WORK TO BE COMPLETED ▸
Arrange every line of the records below as a JSON list of strings, one string per line, with blank lines dropped. Leave the pictures out.

★ ★ ★

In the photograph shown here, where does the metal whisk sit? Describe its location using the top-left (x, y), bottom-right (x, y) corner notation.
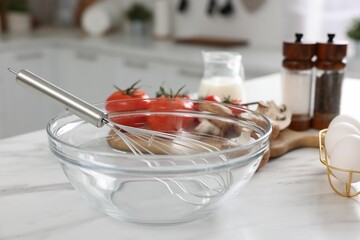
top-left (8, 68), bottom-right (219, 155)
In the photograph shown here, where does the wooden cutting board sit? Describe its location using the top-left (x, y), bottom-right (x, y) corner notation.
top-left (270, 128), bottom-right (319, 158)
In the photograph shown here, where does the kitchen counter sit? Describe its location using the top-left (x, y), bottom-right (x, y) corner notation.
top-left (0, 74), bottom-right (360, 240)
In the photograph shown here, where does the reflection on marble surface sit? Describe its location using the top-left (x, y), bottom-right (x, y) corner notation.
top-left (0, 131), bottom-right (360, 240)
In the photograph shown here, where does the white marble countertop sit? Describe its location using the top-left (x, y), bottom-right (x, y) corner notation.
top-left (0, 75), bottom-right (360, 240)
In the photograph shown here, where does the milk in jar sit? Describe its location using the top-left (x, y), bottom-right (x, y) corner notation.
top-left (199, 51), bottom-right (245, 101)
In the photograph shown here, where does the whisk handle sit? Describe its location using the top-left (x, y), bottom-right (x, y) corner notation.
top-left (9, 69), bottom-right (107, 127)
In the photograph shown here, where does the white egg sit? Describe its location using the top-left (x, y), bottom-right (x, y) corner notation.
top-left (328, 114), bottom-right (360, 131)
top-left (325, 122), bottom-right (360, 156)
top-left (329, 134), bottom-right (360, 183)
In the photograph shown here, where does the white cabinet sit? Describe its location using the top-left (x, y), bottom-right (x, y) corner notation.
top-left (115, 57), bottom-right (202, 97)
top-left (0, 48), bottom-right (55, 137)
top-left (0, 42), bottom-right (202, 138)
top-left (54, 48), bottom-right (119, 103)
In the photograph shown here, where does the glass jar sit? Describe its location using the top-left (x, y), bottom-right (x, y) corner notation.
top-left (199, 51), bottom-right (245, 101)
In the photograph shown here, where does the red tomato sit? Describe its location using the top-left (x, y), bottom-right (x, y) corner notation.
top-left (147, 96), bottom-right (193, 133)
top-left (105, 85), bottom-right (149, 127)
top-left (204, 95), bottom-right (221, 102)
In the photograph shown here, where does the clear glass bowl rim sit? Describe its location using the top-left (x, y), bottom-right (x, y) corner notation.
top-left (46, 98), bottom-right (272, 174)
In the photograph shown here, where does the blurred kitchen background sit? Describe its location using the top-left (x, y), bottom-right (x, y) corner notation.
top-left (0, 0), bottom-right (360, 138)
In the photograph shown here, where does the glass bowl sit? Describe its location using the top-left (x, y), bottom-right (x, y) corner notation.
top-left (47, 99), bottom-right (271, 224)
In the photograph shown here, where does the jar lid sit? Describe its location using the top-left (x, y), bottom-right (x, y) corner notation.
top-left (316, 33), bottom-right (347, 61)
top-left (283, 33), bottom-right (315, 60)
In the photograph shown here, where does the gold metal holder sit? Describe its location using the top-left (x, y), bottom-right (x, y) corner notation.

★ ★ ★

COMPLETED EXERCISE ▸
[
  "In the photograph shown here, where does the metal whisk sit? Describe its location using the top-left (x, y), bottom-right (x, y) corner notation.",
  "top-left (8, 68), bottom-right (219, 155)",
  "In the photograph shown here, where does the wooden cutting board sit? Describe its location using the top-left (x, y), bottom-right (x, y) corner notation.",
  "top-left (270, 128), bottom-right (319, 158)",
  "In the photograph shown here, where does the kitchen counter sit? Describe its location using the top-left (x, y), bottom-right (x, y) corner notation.",
  "top-left (0, 74), bottom-right (360, 240)",
  "In the photograph shown here, where does the reflection on marble surface sit? Describe its location using the top-left (x, y), bottom-right (x, y) corner notation.",
  "top-left (0, 131), bottom-right (360, 240)",
  "In the photograph shown here, where does the white marble countertop sit? Describe its location using the top-left (x, y), bottom-right (x, y) corner notation.",
  "top-left (0, 75), bottom-right (360, 240)",
  "In the photograph shown here, where does the milk in jar sit? Describe its location using the top-left (x, y), bottom-right (x, y) corner notation.",
  "top-left (199, 51), bottom-right (245, 101)",
  "In the photograph shown here, where does the whisk handle sit? Describe its location using the top-left (x, y), bottom-right (x, y) corner notation.",
  "top-left (9, 69), bottom-right (107, 127)",
  "In the photograph shown here, where does the white egg sit? Describe its location using the top-left (x, y), bottom-right (x, y) corner notation.",
  "top-left (328, 114), bottom-right (360, 131)",
  "top-left (325, 122), bottom-right (360, 156)",
  "top-left (329, 134), bottom-right (360, 183)",
  "In the photograph shown here, where does the white cabinet sit? Describe its location using the top-left (x, y), bottom-right (x, y) corner notation.",
  "top-left (115, 57), bottom-right (202, 97)",
  "top-left (0, 48), bottom-right (55, 137)",
  "top-left (0, 42), bottom-right (202, 138)",
  "top-left (54, 48), bottom-right (119, 103)",
  "In the photograph shown here, where does the glass jar sit? Describe its location using the top-left (x, y), bottom-right (x, y) corner notation.",
  "top-left (199, 51), bottom-right (245, 101)",
  "In the photograph shown here, where does the red tomato sit? Describe its location using the top-left (x, y), bottom-right (x, y) corner notation.",
  "top-left (147, 96), bottom-right (193, 133)",
  "top-left (105, 85), bottom-right (149, 127)",
  "top-left (204, 95), bottom-right (221, 102)",
  "In the photograph shown here, where does the clear glass bowl rim sit? Describe its location using the top-left (x, y), bottom-right (x, y) corner notation.",
  "top-left (46, 98), bottom-right (272, 174)",
  "In the photograph shown here, where does the blurred kitchen background sit? Describe its location using the top-left (x, y), bottom-right (x, y) corner notation.",
  "top-left (0, 0), bottom-right (360, 138)",
  "In the photograph shown here, where does the glass bowl sit? Describe its location using the top-left (x, y), bottom-right (x, y) corner notation.",
  "top-left (47, 99), bottom-right (271, 224)",
  "In the photograph shown here, where does the jar lid sit? Describe its location using the top-left (x, y), bottom-right (x, y) corner notation.",
  "top-left (316, 33), bottom-right (347, 61)",
  "top-left (283, 33), bottom-right (315, 60)",
  "In the photograph shown here, where does the gold metal holder sit? Describe its location using the top-left (x, y), bottom-right (x, y) corner notation."
]